++++ Provided entries ++++
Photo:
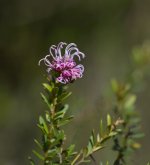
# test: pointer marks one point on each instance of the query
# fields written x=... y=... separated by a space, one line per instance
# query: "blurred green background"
x=106 y=31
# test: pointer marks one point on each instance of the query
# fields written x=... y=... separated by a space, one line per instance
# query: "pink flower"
x=63 y=62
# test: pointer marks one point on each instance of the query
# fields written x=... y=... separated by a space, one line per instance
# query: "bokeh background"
x=106 y=31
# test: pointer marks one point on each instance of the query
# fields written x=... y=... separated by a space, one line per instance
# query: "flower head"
x=63 y=62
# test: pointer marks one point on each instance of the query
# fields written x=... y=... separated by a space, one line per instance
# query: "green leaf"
x=31 y=161
x=38 y=143
x=45 y=100
x=38 y=155
x=130 y=101
x=65 y=121
x=60 y=114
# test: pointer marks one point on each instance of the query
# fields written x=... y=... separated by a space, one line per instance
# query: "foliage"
x=123 y=128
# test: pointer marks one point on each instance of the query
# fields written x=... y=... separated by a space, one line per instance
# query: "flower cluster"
x=64 y=63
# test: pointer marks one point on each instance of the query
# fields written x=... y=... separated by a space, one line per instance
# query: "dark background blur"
x=106 y=31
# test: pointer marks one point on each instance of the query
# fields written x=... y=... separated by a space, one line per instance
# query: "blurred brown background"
x=106 y=31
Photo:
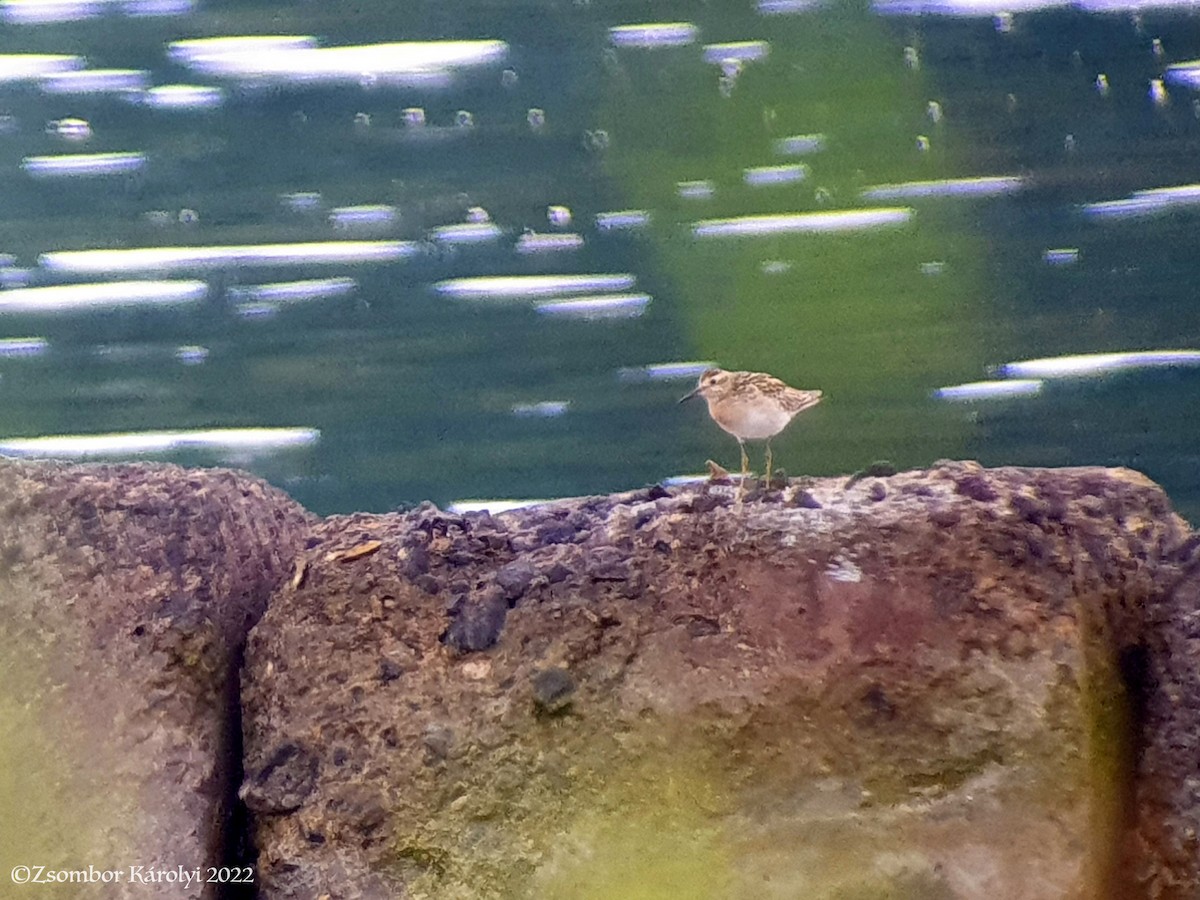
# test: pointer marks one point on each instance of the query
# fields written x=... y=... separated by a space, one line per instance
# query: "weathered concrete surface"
++++
Copy the records above exactly, leaving out every picture.

_Full response_
Photo:
# test: pointer marks one point on each instance of the query
# fields written x=... y=... separated by a space, one line per instance
# query: "blurred green background"
x=106 y=31
# test: pointer marks one point on each instance of the query
# fields written x=... y=... separated by a space, one line per instance
# query: "pink flower"
x=63 y=62
# test: pointer marks one point on each instance of the query
# fields written x=... y=... separated by a space, one line per instance
# query: "bokeh background"
x=106 y=31
# test: pointer marks one point on each instance of the query
# fields written x=... y=... separated by a space, one line per instance
# query: "flower head"
x=63 y=62
# test: pointer marks one point on each instance of the query
# fields written x=... y=... separated by a space, one line per instance
# query: "green leaf"
x=31 y=161
x=38 y=143
x=45 y=100
x=38 y=155
x=130 y=101
x=65 y=121
x=60 y=114
# test: pointer marks one point on each instance of the query
# fields written x=... y=... separated by a space, one line per instance
# query: "foliage"
x=123 y=128
# test: pointer marks one point on each instance of the query
# fields written x=... y=... separated by a space, one line per instance
# query: "flower cluster"
x=64 y=63
# test: pointer marks one point on each instance of the query
# fields written x=... y=... separated by a space, one line per instance
# query: "dark background blur"
x=106 y=31
# test: pointer marks one point on each instance of the query
# fields written x=... y=... separated by a space, one line per instance
# query: "blurred brown background"
x=106 y=31
Photo:
# test: pointer marks one point on each instance of the query
# fields written x=... y=... separated by a space, one line per instance
# query: "weathered concrete surface"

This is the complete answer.